======== Record list ========

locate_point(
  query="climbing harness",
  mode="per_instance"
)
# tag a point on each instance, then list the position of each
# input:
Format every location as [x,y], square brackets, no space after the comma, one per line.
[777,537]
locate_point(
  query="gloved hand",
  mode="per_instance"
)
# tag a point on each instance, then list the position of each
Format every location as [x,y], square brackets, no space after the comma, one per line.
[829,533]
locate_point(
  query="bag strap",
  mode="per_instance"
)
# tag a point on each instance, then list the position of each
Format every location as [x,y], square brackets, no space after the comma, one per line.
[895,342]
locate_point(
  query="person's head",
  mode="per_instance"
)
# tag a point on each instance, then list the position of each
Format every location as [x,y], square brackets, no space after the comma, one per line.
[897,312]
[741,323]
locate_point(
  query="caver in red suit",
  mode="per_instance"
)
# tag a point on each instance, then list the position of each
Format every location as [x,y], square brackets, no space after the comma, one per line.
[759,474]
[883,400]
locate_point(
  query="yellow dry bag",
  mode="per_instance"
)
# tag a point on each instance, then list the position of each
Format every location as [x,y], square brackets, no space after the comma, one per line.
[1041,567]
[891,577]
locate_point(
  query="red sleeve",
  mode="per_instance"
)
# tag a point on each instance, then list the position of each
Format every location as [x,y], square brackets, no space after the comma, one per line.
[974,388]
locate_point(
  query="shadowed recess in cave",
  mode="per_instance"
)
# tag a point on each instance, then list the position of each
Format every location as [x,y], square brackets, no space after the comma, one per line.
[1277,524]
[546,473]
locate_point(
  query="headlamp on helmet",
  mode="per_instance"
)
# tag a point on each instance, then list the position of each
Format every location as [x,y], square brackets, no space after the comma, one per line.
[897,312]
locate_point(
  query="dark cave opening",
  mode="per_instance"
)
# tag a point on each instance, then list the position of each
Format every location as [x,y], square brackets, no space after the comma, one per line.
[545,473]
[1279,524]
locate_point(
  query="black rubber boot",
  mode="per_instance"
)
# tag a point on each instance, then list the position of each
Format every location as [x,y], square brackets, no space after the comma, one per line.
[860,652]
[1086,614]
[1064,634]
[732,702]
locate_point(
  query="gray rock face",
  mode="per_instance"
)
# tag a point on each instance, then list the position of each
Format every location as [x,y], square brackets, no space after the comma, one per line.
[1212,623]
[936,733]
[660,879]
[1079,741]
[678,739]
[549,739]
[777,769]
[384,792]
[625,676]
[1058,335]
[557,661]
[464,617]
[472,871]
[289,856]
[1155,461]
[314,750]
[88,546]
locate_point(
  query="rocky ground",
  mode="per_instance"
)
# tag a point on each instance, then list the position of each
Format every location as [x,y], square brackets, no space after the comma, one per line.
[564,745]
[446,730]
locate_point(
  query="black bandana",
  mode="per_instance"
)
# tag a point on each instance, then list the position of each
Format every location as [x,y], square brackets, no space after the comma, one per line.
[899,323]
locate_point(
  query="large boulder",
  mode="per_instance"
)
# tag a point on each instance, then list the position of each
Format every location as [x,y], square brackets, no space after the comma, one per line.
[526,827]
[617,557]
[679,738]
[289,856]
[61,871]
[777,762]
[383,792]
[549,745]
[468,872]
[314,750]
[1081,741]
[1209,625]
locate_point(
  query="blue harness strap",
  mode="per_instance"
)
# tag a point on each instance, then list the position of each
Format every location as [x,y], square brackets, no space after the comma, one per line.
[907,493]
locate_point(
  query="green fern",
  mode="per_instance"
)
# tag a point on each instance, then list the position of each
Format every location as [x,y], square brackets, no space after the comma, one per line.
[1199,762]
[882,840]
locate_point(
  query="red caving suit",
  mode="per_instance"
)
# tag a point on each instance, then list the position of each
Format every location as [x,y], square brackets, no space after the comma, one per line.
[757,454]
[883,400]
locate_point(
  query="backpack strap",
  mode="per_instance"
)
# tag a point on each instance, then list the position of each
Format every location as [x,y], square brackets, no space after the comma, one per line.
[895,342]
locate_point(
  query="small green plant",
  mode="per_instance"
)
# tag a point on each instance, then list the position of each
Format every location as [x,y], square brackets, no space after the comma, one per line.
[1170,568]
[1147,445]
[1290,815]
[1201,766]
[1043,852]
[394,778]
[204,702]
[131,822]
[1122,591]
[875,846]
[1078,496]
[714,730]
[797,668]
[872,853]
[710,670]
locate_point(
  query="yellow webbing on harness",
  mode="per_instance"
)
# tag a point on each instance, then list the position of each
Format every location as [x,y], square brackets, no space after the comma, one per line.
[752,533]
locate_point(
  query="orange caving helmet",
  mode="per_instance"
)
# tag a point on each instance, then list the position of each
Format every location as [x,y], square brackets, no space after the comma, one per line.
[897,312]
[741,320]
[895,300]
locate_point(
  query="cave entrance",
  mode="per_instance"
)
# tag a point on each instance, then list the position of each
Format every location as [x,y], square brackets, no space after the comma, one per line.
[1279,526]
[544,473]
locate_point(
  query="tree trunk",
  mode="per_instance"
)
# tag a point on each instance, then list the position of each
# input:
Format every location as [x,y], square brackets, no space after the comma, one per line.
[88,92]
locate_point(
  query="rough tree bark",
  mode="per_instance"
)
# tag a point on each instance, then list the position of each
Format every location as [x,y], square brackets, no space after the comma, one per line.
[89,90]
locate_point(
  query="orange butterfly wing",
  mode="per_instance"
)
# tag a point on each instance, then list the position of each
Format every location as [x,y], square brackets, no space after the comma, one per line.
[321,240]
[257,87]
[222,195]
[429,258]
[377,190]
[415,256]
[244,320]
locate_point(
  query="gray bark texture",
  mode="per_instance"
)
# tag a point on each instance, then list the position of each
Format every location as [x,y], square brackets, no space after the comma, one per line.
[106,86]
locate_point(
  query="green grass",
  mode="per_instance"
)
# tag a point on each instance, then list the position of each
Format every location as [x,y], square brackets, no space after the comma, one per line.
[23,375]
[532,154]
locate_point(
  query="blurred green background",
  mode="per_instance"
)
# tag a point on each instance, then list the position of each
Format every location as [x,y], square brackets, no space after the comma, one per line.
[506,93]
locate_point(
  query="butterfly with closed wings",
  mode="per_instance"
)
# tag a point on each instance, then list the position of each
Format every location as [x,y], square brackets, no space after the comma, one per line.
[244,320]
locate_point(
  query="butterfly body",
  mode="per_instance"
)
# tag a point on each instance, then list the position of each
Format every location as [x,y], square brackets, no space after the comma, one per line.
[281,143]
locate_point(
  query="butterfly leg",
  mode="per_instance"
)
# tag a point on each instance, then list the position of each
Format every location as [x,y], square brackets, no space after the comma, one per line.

========

**Work instructions**
Collect every line in the data above that contains the string "orange", matching case exactly.

**Exercise response**
  query="orange caving helmet",
  query="orange butterfly wing",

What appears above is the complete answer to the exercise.